(Stored data entries)
* * *

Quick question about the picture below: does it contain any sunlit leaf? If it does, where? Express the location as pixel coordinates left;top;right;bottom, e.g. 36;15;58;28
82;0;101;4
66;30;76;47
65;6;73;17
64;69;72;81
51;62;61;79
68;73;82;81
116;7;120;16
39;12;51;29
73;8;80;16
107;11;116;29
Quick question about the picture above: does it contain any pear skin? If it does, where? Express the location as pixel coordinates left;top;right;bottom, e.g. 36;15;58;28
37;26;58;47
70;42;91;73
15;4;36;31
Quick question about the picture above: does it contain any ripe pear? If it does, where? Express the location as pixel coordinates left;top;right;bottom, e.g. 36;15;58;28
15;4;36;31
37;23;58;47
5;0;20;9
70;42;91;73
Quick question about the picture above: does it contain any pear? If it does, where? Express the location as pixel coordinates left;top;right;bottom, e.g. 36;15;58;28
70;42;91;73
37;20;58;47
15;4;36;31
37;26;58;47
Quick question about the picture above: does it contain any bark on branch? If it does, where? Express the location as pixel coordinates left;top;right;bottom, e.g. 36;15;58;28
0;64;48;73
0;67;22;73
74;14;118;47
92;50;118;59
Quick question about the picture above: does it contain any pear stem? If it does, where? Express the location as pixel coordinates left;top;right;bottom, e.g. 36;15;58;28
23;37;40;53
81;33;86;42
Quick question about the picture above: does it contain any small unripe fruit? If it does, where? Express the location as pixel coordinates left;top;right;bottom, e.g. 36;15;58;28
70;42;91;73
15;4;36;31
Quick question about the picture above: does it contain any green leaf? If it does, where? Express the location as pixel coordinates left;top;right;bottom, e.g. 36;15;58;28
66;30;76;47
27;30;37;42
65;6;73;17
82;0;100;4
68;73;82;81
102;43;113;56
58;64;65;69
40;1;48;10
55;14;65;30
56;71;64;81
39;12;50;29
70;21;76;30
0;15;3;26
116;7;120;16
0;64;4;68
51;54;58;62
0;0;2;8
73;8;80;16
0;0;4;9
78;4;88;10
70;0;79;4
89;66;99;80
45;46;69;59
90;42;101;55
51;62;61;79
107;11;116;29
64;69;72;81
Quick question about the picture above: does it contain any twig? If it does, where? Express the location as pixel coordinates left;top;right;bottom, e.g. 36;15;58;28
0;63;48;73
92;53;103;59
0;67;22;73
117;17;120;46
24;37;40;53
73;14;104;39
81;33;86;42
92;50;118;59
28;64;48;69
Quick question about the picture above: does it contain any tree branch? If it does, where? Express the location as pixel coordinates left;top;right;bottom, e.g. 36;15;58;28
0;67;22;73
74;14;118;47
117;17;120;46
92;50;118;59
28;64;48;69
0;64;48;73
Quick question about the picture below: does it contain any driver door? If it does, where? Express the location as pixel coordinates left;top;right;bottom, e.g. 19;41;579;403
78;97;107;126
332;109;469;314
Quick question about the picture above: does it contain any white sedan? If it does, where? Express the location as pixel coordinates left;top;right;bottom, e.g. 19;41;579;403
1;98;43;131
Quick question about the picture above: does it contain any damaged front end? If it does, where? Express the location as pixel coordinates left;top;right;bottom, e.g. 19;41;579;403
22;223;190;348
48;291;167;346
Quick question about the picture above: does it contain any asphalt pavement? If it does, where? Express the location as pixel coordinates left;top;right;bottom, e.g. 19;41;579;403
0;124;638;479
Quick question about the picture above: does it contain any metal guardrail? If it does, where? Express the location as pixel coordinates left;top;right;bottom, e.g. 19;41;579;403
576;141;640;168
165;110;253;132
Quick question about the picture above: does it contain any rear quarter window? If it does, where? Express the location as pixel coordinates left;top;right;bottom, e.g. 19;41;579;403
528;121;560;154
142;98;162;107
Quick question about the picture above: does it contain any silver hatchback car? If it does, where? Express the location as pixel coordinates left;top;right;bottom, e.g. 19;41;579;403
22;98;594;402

* * *

What is needed is an exact copy of every entry above.

Quick question about the picture below: does it contain any sunlit leaf? If it does, where? Express the location as pixel coordinates left;top;right;bottom, e.g. 36;15;58;28
82;0;101;4
66;30;76;47
65;6;73;17
64;69;72;81
51;62;61;79
68;73;82;81
116;7;120;16
39;12;51;29
73;8;80;16
107;11;116;29
Quick question about the picture above: does it contain any pear skin? If it does, where? Express the location as pixel coordinates left;top;right;bottom, e.g. 36;15;58;28
37;26;58;47
70;42;91;73
15;4;36;31
Quick question about the picture above: does it contain any ripe pear? If it does, where? Express the location as pixel coordinates left;top;right;bottom, e.g. 36;15;58;28
15;4;36;31
37;23;58;47
5;0;20;9
70;42;91;73
Quick question about the picture above: does it contain any pear? If it does, where? Express the location as pixel coordinates left;top;right;bottom, e.g. 36;15;58;28
70;42;91;73
37;20;58;47
15;4;36;31
37;26;58;47
Quick question about the picture above: does it contain any bark on branch? If it does, where? Express the location as pixel coordinates left;top;right;bottom, e.g. 36;15;58;28
0;64;48;73
0;67;22;73
74;14;118;47
92;50;118;59
Quick question about the picture above: does it contain any pear stem? If it does, where? Express the location as pixel coordinates left;top;right;bottom, e.g. 36;15;58;28
23;37;40;53
81;33;86;42
Quick question about the picture above: does it contain any small unripe fruit? If it does, where? Express the location as pixel coordinates left;top;right;bottom, e.g. 36;15;58;28
70;42;91;73
15;4;36;31
Quick question about the picture above: does it contain any green leaf? If it does, where? Express the location as pixel coordinates left;top;right;bottom, e.g. 36;15;58;28
66;30;76;47
27;30;37;42
65;6;73;17
82;0;100;4
68;73;82;81
102;43;113;56
58;64;65;69
40;1;48;10
55;14;65;30
56;71;64;81
39;12;50;29
70;21;76;30
0;15;3;26
116;7;120;16
0;64;4;68
51;54;58;62
0;0;2;8
73;8;80;16
0;0;4;9
78;4;88;10
70;0;79;4
89;66;99;80
45;46;69;59
90;42;101;55
51;62;61;79
107;11;116;29
64;69;72;81
Quick question about the picture above: does it contain any twig? If it does, where? Express the location as pixel coordinates left;top;right;bottom, e.g. 36;15;58;28
0;63;48;73
92;53;103;59
0;67;22;73
117;17;120;46
24;37;40;53
73;14;104;39
81;33;86;42
92;50;118;59
28;64;48;69
Quick question about the picture above: does it contain any tree branch? If it does, where? Express the location as pixel coordinates left;top;right;bottom, e.g. 36;15;58;28
0;67;22;73
74;14;118;47
117;17;120;46
92;50;118;59
28;64;48;69
0;64;48;73
Quick question about the picture below: does it contain any driver door? If it does, where? Express the location as pixel coordinates left;top;right;bottom, e.g. 19;41;579;403
78;97;107;126
332;109;469;314
Quick question about the picture above: does it contain any white sedan? If it does, where? Express the location as pixel coordinates left;top;right;bottom, e.g. 19;41;579;403
1;98;43;131
Quick question about the picture above: does it contain any damaged front end? If it does, where? Express the location as pixel coordinates left;top;right;bottom, e.g. 19;41;579;403
22;223;190;348
48;291;167;346
Quick question about the picture above: does it contain any asphalt pavement? If it does, where? Express the location as pixel coordinates left;top;right;bottom, e.g. 19;41;579;403
0;124;638;479
Quick question about the picture above: does it contain any metal guardrail? If it does, where? Express the location as pixel coordinates left;top;right;bottom, e.g. 19;41;579;403
576;141;640;168
165;110;253;132
Quick question about the picture above: does it contain any rear quarter window? If it does, where? Express the location as pixel coordinates left;top;right;bottom, e.g. 19;41;579;403
528;121;560;154
142;98;162;107
Quick question about the picture above: does it contain any silver hatchback car? If it does, where? Express the location as pixel coordinates left;top;right;bottom, e.g. 19;41;579;403
22;98;594;402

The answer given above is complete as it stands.